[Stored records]

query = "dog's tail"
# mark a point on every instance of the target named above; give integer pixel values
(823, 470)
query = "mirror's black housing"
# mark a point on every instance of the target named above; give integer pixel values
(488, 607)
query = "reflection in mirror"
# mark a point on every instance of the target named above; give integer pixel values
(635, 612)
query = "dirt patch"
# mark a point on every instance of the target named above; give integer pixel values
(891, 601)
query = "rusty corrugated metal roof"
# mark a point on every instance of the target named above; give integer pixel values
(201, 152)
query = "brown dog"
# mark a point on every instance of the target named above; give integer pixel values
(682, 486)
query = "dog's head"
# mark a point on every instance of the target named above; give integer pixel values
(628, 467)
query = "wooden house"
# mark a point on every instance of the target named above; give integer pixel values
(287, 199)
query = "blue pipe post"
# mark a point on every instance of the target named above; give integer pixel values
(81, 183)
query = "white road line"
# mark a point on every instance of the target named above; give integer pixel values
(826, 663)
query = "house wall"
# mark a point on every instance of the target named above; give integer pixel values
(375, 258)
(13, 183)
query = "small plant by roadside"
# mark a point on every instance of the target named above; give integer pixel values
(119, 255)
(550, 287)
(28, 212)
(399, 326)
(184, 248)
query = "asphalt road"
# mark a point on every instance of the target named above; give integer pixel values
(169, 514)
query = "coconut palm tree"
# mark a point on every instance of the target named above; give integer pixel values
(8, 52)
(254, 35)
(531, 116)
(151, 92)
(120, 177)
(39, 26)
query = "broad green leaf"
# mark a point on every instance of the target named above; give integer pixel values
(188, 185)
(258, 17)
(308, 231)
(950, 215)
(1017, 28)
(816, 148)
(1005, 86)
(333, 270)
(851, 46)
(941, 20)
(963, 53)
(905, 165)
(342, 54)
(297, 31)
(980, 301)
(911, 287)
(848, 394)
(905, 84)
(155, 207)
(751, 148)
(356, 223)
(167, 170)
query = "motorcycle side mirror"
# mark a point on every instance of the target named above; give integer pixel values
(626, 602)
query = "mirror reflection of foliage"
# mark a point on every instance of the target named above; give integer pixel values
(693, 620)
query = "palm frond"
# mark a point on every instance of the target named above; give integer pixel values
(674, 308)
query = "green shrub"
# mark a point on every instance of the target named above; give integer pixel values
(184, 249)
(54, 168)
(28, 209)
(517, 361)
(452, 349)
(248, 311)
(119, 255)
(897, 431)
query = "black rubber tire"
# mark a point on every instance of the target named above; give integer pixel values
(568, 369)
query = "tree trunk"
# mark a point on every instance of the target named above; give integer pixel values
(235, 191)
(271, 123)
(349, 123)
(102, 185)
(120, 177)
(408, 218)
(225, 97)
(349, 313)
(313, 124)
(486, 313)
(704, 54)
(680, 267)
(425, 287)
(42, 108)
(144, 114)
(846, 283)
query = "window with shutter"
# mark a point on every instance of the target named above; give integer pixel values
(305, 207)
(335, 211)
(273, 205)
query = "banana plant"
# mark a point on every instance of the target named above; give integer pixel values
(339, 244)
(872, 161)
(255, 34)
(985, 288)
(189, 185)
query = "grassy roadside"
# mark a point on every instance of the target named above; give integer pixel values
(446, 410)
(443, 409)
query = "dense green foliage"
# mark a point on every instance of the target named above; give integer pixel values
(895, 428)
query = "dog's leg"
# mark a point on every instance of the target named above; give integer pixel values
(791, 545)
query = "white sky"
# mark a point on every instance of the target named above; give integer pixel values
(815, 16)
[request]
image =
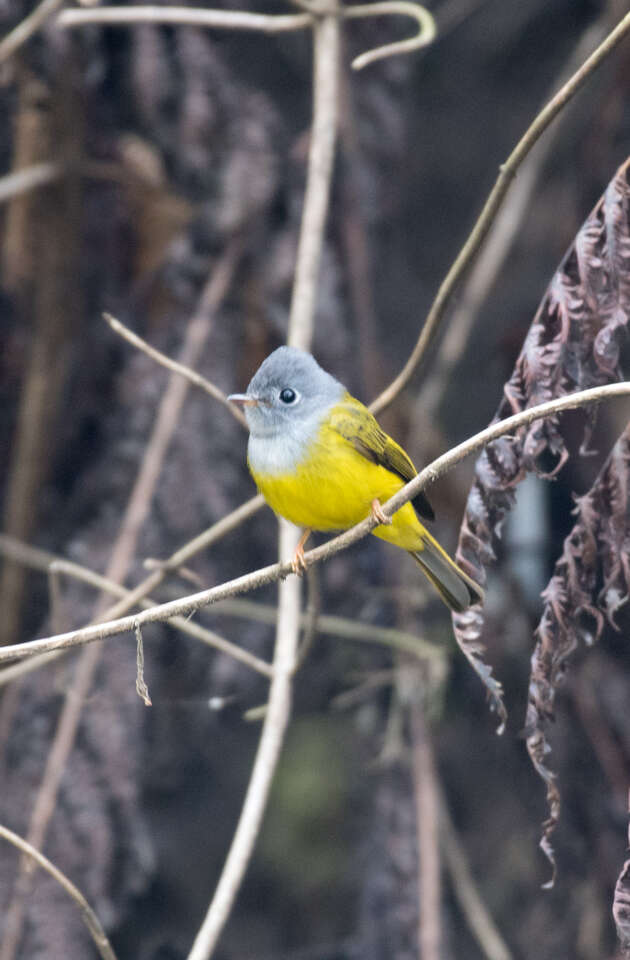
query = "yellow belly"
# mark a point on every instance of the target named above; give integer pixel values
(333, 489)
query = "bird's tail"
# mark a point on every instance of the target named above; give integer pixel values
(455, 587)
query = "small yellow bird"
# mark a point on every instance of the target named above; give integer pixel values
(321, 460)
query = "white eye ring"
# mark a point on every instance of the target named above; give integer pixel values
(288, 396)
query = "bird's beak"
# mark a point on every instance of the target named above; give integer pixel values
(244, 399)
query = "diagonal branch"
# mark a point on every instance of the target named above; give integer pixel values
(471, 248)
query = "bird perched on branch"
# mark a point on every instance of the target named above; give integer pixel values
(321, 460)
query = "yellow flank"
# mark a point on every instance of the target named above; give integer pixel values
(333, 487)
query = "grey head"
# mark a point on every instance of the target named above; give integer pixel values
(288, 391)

---

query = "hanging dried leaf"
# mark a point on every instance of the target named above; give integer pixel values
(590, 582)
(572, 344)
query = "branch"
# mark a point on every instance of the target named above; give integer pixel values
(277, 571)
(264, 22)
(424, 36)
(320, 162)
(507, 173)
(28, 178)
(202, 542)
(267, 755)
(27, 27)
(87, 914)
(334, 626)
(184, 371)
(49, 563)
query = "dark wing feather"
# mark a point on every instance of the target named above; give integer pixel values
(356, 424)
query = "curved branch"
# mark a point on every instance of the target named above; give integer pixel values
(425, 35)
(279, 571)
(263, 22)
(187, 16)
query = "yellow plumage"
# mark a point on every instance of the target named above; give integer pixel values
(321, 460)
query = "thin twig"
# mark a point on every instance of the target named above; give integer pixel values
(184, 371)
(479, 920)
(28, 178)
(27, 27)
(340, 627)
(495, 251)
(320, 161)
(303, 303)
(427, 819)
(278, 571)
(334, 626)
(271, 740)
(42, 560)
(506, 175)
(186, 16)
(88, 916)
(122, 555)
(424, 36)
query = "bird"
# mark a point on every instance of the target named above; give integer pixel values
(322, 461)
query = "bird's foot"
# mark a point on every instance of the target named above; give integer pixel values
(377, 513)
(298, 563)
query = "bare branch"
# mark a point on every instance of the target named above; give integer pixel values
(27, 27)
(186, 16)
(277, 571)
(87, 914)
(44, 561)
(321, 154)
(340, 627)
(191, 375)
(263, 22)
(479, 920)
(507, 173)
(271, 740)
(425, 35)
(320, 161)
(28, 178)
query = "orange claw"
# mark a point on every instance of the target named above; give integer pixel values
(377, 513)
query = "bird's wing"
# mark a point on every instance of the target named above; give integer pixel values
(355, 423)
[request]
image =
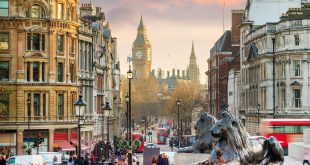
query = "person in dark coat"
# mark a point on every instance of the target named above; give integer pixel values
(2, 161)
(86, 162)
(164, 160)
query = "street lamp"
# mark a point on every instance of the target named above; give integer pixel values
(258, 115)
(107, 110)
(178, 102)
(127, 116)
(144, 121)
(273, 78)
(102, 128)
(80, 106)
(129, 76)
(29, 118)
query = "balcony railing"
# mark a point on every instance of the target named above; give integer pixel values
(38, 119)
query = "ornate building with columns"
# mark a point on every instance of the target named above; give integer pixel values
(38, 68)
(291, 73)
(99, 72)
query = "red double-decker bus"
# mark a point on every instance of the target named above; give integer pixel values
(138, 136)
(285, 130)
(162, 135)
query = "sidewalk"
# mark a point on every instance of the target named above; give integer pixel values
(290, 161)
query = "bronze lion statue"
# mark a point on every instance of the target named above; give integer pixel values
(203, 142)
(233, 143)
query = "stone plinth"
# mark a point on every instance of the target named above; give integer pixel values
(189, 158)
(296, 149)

Exercise details — How many lines in the data above contain the word "palm"? Reply with the number alone.

Answer to the task — 2